#### Given instruction
From the items below, quote word for word the part that opens with the line containing "shape point(421, 122)" and closes with the line containing "point(189, 179)", with both of those lines included.
--
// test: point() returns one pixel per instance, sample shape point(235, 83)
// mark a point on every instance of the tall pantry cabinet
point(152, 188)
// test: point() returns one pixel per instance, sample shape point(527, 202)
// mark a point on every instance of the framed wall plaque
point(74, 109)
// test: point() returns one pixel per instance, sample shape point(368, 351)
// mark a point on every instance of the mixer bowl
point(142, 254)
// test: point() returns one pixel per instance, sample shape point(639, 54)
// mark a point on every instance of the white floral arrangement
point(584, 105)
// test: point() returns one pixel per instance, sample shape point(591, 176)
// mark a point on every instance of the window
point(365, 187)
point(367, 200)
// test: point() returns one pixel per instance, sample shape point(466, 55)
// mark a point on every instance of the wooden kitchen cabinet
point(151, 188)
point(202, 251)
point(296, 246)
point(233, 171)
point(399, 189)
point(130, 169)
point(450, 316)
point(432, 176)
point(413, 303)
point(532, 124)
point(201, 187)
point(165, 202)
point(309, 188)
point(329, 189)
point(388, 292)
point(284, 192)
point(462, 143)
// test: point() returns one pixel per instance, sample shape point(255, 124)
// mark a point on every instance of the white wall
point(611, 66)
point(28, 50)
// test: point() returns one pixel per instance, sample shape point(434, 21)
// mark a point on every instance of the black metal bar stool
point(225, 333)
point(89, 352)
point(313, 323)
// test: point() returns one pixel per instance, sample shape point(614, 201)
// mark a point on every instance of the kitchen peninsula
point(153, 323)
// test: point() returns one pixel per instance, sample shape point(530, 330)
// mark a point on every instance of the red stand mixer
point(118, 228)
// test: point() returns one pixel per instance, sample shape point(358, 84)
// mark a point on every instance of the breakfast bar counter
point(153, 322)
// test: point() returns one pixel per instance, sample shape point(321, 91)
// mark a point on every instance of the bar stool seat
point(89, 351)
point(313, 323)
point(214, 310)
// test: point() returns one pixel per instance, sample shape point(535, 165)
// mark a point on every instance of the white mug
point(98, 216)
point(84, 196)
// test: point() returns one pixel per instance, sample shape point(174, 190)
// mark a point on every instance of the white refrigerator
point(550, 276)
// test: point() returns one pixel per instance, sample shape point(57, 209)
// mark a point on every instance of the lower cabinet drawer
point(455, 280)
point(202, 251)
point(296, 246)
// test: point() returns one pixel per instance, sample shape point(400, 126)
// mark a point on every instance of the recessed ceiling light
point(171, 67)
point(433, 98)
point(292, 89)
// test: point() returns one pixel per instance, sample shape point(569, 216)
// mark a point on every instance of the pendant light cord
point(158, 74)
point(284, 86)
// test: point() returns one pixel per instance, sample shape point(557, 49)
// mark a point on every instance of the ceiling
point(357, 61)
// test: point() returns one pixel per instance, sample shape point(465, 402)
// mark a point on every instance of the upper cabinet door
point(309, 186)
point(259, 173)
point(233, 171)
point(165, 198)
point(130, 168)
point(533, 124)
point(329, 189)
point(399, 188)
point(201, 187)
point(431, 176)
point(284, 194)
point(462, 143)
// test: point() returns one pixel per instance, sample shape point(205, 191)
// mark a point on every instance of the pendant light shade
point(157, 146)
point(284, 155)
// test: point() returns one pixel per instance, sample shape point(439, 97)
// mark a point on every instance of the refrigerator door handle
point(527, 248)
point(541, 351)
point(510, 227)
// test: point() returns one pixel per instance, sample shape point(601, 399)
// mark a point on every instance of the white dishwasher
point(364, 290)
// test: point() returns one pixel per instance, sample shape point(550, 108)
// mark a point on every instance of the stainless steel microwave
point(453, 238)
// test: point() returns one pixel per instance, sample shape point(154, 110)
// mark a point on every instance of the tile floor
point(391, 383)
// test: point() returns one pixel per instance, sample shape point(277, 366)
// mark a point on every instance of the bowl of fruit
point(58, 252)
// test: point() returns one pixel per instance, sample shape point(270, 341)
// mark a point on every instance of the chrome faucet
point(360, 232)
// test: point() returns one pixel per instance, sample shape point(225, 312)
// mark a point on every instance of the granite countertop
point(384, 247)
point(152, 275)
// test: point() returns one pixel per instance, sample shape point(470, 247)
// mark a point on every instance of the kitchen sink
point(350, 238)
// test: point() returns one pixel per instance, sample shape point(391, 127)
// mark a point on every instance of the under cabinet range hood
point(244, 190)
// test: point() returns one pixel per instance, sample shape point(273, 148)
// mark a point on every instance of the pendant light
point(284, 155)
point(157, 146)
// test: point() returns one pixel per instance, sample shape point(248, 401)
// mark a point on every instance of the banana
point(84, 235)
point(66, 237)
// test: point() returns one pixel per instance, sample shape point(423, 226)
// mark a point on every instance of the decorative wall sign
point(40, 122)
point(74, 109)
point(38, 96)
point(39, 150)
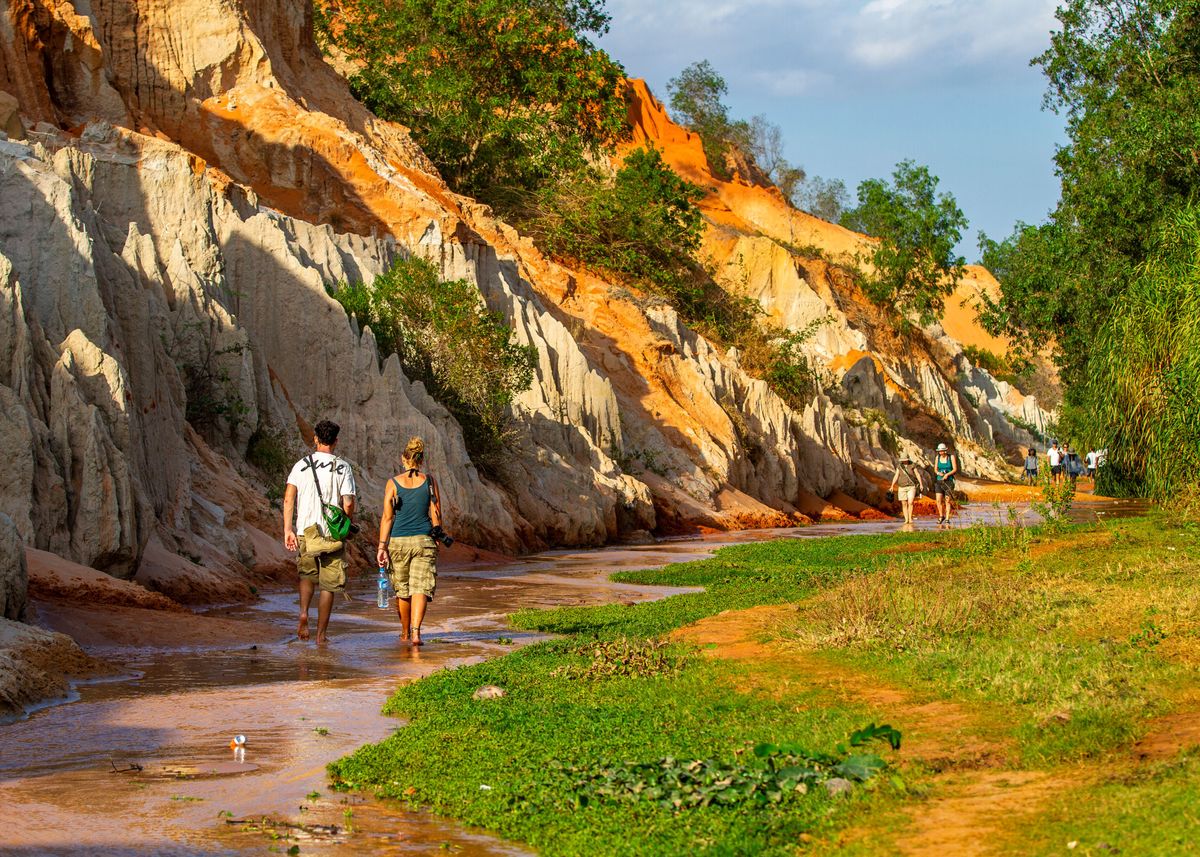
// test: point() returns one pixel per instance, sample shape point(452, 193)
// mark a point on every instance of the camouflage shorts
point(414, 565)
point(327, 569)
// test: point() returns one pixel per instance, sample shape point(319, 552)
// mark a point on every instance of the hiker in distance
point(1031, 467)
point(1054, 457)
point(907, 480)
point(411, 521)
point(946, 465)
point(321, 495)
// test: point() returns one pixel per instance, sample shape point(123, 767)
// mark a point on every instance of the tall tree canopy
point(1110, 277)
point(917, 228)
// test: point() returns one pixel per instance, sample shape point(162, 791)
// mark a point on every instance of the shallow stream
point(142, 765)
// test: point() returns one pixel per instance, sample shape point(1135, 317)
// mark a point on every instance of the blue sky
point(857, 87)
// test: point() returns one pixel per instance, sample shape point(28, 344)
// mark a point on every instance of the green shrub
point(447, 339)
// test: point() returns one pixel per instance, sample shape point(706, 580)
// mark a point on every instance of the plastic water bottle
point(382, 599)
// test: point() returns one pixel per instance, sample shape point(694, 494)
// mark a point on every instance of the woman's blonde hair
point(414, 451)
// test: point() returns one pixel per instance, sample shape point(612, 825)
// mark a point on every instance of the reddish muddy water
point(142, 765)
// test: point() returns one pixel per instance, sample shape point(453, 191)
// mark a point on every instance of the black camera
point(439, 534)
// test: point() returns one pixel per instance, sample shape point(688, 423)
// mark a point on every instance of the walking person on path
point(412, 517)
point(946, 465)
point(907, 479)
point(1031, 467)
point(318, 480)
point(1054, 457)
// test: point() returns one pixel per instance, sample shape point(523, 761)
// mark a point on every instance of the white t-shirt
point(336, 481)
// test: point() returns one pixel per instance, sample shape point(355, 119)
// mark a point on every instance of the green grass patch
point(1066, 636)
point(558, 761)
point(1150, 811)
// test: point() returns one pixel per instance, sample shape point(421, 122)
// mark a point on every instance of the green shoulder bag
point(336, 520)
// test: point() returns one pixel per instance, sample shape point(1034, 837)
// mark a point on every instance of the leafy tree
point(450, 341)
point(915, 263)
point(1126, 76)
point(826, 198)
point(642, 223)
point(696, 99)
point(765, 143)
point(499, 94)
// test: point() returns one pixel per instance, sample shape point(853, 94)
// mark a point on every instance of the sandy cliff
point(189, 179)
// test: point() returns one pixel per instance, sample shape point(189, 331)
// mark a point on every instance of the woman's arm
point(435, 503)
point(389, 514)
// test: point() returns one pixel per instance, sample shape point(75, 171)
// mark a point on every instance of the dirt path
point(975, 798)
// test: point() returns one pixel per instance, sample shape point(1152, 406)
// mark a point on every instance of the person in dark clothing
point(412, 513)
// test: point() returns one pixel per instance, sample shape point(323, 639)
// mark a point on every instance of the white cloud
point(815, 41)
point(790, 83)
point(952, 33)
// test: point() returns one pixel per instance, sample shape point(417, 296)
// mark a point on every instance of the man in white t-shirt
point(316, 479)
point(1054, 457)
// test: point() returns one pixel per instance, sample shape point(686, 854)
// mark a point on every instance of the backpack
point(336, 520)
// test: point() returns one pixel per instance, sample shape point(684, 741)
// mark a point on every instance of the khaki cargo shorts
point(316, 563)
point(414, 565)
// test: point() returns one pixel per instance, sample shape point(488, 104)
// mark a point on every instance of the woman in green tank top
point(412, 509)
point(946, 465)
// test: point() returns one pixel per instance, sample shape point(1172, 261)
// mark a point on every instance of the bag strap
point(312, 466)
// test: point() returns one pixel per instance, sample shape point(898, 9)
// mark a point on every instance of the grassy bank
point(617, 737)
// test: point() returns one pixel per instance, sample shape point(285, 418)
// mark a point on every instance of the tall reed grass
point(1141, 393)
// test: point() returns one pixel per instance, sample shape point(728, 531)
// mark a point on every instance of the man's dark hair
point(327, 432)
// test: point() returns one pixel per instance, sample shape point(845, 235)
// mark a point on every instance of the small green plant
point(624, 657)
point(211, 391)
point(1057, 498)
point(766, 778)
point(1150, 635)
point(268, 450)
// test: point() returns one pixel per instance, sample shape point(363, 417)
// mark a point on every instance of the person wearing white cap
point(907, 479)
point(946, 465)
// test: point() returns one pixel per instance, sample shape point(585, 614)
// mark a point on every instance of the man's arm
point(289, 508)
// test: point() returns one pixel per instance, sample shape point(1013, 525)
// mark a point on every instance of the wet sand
--
#### Correct answer
// test: point() returns one pixel per instance, sample shape point(421, 122)
// mark a point on every instance of the green shoulder bag
point(336, 520)
// test: point() returns one pixel per instance, sample shape point(1034, 837)
// mark a point on every instance of the leafy tree
point(450, 341)
point(915, 263)
point(1126, 76)
point(826, 198)
point(642, 223)
point(696, 99)
point(765, 143)
point(499, 94)
// test: point() returns one pixel per instance, sample shape point(853, 94)
// mark a point on every instance of the sandy cliff
point(189, 179)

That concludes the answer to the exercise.